STATED TASK: Pick out every line in the entries below that contains the word "beam" and copy each of those lines in full. Uppercase and lowercase count as different.

RECORDS FOR THIS EXERCISE:
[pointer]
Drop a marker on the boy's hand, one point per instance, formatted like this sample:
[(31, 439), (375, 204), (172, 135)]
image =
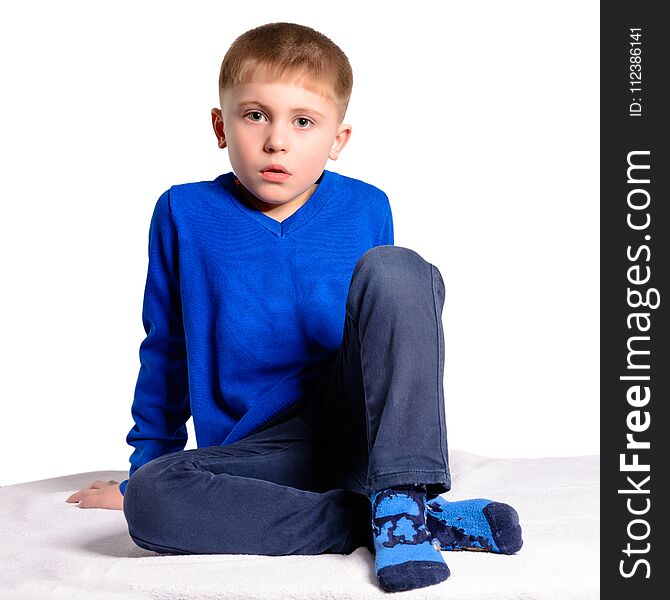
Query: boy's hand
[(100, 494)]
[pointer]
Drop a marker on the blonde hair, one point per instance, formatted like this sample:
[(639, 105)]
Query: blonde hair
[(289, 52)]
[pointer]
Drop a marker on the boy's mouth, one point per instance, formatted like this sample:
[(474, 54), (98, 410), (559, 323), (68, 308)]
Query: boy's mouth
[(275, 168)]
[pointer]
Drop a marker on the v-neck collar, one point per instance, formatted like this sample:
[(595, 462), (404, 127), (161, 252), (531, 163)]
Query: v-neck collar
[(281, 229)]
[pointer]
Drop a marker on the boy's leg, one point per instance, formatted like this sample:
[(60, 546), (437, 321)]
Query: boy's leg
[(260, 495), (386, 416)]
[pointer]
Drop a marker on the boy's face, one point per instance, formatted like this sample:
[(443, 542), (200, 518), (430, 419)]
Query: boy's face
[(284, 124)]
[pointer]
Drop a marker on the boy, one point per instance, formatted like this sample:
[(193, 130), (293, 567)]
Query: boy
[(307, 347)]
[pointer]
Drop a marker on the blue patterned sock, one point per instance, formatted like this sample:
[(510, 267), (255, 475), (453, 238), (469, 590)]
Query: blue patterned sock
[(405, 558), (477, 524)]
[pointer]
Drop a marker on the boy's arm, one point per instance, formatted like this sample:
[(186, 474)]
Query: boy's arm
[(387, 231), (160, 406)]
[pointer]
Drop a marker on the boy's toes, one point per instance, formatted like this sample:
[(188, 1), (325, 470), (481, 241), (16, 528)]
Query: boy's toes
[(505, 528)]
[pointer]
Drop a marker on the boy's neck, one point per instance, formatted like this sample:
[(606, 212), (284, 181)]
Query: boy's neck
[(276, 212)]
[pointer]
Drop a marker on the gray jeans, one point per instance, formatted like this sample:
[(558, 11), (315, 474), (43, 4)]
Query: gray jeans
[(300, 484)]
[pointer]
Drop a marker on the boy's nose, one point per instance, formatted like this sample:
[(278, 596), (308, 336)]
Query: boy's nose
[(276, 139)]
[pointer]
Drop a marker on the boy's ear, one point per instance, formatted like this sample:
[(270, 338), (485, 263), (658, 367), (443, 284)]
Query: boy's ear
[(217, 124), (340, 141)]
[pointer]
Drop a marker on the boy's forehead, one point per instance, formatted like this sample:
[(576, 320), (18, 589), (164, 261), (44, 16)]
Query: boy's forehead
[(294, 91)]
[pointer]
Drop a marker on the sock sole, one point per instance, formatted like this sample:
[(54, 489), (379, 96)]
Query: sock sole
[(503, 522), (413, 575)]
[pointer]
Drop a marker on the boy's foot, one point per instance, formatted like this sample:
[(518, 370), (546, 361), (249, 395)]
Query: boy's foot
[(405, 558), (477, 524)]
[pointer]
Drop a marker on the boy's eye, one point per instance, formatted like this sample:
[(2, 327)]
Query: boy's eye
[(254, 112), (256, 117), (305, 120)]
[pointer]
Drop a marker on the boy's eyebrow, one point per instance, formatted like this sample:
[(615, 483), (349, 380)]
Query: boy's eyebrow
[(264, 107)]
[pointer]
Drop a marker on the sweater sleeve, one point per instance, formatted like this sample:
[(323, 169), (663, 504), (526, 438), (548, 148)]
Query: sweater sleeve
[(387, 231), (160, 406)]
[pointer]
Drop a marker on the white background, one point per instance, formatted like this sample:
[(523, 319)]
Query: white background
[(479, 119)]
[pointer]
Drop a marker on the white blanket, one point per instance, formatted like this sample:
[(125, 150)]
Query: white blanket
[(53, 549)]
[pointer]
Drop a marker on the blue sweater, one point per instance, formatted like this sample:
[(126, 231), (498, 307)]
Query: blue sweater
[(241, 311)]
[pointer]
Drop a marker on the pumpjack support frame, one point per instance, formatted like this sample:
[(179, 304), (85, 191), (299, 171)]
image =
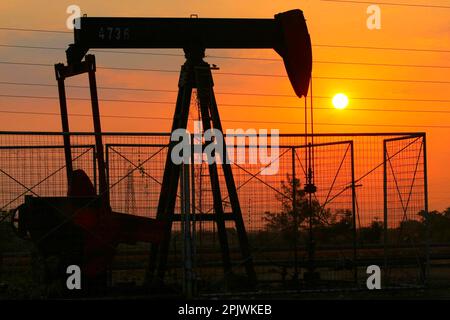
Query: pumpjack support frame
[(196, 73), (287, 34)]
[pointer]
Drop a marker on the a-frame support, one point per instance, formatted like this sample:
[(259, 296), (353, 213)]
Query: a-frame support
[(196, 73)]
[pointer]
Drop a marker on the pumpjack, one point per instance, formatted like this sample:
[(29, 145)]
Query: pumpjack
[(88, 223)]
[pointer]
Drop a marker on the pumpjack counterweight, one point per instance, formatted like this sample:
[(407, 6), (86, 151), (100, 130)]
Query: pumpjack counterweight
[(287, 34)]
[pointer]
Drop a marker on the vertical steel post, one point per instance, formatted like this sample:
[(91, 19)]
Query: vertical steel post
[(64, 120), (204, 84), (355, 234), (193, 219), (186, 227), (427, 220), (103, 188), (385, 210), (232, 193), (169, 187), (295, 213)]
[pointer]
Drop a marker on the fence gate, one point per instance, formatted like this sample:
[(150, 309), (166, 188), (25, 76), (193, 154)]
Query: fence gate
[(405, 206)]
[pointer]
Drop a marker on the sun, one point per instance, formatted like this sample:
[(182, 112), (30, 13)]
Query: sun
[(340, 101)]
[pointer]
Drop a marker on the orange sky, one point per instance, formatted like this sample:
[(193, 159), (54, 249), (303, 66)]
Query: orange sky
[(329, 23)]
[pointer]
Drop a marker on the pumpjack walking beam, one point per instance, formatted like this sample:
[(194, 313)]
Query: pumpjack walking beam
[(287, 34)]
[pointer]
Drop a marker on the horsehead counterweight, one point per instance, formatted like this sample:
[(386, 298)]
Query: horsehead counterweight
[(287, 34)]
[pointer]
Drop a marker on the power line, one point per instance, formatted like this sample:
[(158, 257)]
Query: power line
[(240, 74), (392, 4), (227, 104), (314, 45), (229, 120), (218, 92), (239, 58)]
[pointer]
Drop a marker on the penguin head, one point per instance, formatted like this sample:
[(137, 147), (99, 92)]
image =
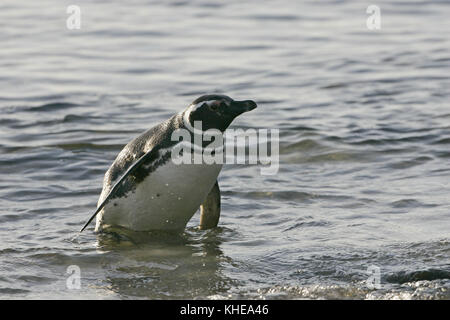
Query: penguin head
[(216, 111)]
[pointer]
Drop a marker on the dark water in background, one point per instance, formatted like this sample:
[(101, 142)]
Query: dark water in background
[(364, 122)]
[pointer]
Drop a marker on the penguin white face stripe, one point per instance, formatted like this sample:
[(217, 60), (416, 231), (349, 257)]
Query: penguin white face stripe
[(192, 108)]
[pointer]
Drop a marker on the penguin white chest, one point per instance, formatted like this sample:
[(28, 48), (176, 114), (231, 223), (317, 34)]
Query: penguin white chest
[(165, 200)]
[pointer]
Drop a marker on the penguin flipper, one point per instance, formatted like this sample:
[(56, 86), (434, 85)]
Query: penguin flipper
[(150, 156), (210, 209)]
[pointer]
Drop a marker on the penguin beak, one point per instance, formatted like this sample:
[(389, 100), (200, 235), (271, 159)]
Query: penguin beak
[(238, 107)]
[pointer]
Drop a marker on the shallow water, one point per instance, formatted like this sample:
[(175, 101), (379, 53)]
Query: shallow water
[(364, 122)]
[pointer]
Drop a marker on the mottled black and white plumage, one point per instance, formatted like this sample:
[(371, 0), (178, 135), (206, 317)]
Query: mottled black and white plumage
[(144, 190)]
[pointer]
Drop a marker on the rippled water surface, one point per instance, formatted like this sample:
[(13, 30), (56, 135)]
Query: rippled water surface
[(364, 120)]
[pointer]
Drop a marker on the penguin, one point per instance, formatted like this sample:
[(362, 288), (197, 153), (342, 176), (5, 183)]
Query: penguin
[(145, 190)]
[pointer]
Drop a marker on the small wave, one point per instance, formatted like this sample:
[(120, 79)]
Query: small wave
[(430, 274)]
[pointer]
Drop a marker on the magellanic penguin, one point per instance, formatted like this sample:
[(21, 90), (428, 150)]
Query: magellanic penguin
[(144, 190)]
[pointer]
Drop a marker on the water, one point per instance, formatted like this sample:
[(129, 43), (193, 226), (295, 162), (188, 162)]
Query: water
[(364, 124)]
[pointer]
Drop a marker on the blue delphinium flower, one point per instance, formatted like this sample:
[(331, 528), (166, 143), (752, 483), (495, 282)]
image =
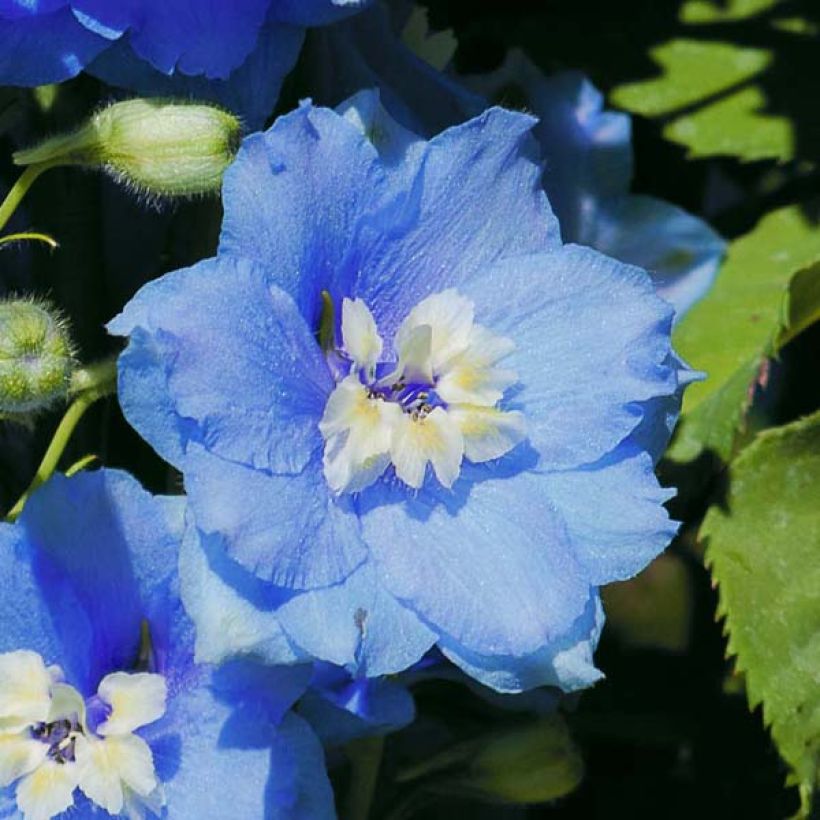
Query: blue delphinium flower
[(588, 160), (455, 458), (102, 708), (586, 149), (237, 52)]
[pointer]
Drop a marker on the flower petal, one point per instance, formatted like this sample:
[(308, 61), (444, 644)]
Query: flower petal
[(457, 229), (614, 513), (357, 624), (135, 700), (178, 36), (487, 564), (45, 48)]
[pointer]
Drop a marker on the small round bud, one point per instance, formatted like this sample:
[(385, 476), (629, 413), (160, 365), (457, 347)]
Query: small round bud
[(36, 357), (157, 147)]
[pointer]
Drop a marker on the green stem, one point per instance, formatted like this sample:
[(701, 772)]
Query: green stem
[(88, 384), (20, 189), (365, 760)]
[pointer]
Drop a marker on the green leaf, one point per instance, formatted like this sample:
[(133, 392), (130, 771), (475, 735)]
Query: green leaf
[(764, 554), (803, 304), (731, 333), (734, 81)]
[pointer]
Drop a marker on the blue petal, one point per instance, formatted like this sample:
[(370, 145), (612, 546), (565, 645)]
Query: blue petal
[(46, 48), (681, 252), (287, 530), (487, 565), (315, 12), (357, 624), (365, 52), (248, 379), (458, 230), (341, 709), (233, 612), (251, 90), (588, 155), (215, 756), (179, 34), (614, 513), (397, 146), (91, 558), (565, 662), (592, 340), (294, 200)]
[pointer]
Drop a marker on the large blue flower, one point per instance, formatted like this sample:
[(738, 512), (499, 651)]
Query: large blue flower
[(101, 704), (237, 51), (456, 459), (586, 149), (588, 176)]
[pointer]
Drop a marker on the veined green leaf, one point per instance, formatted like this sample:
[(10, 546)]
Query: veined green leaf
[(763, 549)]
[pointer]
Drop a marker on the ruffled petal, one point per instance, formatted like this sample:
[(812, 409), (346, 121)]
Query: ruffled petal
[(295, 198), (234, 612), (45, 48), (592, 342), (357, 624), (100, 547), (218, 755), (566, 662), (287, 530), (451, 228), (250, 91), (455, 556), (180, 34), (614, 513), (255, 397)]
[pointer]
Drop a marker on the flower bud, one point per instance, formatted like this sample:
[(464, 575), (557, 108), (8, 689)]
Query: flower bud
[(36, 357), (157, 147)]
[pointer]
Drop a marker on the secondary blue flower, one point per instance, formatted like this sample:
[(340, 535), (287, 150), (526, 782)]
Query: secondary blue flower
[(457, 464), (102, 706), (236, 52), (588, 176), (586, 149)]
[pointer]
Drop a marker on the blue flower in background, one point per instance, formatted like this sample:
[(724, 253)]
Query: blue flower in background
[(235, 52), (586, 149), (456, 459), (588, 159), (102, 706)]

WRITTEN RESPONSE:
Drop a marker on the pumpjack walking beam, one point per instance, formatted like this sample:
Query: pumpjack walking beam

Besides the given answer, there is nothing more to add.